Instructions for the task
Copy the BJ-Germline-Variantcalling text word for word from "Skip to content" to "making variant calls.".

Selected text
----------

Skip to content

BJ-Germline-Variantcalling

Background#

BJ-Germline-Variantcalling-Parabricks is a scalable and reproducible bioinformatics pipeline for processing single-cell sequencing data from BioSkryb's Whole Genome Amplification. Pipeline takes raw sequencing data in the form of FASTQ (Illumina/Element) or CRAM (Ultima), performs alignment and removes duplicate reads (Illumina/Element). Pipeline uses Google DeepVariant to make variant calls using custom model train with BioSkryb single-cell data and uses population allele frequency to improve sensitivity in making variant calls.

Pipeline Overview#

flowchart LR
%% Colors %%
classDef panel fill:transparent,stroke:#323232,stroke-dasharray:8
classDef panelt fill:transparent,stroke-opacity: 0
classDef black fill:#12294C,stroke:#12294C,stroke-width:2px,color:#fff
classDef blue fill:#20A4F3,stroke:#20A4F3,stroke-width:2px,color:#fff
classDef green fill:#3BCEAC,stroke:#3BCEAC,stroke-width:2px,color:#fff
classDef yellow fill:#ffd166,stroke:#ffd166,stroke-width:2px,color:#fff
classDef pink fill:#ef476f,stroke:#ef476f,stroke-width:2px,color:#fff
classDef orange fill:#f3722c,stroke:#f3722c,stroke-width:2px,color:#fff
classDef red fill:#BB4430,stroke:#BB4430,stroke-width:2px,color:#fff
classDef ming fill:#387780,stroke:#387780,stroke-width:2px,color:#fff
    Start((Start)):::black --fastq--> Alignment[Parabricks Align Reads <br/> <br/> Remove Duplicates]
    subgraph Map
        Alignment:::green
    end
    subgraph Variant[Variant Calling]
        Alignment --> Deepvariant[Deepvariant]:::yellow
    end
    subgraph Evaluate
        Alignment --> Metrics[Alignment Metrics <br/><br/> GC Metrics <br/><br/> Insert Size Metrics <br/><br/> Bam Metrics <br/><br/> HS Metrics - Exome mode ]:::pink
        Deepvariant --> vcfeval[Variant Evaluation]:::pink
        Alignment --> ado[Allelic balance - ADO -Benchmarking  <br/><br/> Bam-Lorenz Coverage]:::pink
    end
    subgraph Report
        vcfeval --> Mqc[MultiQC Report]:::orange
        Metrics --> Mqc
        ado --> Mqc
    end
    Mqc --> End((End)):::black
    Map:::panel
    Variant:::panel
    Evaluate:::panel
    Report:::panel

Following are the steps and tools that pipeline uses to perform the analyses:

  • Map reads to reference genome and remove duplicate reads using PARABRICKS FQ2BAM

  • Perform variant calling with GOOGLE DEEPVARIANT caller

  • Evaluate metrics using PARABRICKS COLLECTMETRICS which includes Alignment, GC Bias, Insert Size, and Coverage metrics

  • Evaluate variants with VCFEval to assess analytical performance and allelic balance evaluation (Only supported for Genome in a Bottle samples)

----------

Record set
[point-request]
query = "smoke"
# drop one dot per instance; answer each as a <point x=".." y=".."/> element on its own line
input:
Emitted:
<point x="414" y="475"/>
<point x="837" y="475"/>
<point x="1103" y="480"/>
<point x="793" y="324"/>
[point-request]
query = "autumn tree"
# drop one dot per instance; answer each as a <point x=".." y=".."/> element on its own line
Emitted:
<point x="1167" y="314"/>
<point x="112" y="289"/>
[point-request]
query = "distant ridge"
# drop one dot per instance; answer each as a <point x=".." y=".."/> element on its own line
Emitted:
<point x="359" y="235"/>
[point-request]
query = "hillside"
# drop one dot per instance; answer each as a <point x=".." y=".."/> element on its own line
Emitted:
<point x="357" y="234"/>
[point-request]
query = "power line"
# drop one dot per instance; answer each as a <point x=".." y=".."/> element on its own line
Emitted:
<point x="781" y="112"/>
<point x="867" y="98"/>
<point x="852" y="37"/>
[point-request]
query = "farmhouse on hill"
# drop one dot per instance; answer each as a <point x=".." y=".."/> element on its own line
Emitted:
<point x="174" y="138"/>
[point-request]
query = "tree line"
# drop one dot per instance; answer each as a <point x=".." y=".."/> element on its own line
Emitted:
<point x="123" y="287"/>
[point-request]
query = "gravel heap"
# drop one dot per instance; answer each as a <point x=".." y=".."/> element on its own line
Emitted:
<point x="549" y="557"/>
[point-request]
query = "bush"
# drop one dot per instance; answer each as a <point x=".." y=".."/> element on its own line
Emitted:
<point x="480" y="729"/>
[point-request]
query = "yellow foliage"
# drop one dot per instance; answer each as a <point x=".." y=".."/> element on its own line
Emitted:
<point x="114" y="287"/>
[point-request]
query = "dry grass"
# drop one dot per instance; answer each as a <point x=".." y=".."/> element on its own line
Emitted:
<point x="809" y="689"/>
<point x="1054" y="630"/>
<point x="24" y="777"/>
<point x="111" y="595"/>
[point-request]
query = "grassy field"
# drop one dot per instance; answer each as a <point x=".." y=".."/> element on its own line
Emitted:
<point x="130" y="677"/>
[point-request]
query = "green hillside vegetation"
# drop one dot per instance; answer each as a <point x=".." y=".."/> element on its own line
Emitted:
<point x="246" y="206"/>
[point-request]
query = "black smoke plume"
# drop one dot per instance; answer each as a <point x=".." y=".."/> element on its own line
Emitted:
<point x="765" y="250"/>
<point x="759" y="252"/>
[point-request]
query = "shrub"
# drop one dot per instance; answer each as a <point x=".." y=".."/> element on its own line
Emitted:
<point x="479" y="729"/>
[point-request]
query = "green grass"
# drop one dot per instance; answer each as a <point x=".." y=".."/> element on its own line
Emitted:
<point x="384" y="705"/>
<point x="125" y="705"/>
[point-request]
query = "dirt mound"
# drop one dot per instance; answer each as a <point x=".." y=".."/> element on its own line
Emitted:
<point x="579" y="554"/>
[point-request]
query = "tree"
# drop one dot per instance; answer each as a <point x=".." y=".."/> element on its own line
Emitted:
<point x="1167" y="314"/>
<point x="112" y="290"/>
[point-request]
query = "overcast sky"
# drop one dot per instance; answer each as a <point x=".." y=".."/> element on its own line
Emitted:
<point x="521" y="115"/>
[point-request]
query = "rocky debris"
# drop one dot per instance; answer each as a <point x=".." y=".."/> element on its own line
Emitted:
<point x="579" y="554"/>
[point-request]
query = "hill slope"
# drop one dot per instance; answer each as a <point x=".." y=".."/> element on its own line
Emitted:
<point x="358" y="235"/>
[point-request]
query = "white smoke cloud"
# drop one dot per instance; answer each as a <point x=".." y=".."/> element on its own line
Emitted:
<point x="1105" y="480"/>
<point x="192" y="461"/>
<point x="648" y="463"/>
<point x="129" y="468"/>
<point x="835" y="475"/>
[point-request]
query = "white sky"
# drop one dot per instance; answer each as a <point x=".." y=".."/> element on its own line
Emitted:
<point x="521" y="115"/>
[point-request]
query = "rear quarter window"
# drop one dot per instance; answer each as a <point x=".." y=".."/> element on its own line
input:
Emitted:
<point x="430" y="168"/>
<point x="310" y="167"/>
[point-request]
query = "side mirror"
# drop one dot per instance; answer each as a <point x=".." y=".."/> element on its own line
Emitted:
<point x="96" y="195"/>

----------

Answer section
Skip to content

BJ-Germline-Variantcalling

Background#

BJ-Germline-Variantcalling-Parabricks is a scalable and reproducible bioinformatics pipeline for processing single-cell sequencing data from BioSkryb's Whole Genome Amplification. Pipeline takes raw sequencing data in the form of FASTQ (Illumina/Element) or CRAM (Ultima), performs alignment and removes duplicate reads (Illumina/Element). Pipeline uses Google DeepVariant to make variant calls using custom model train with BioSkryb single-cell data and uses population allele frequency to improve sensitivity in making variant calls.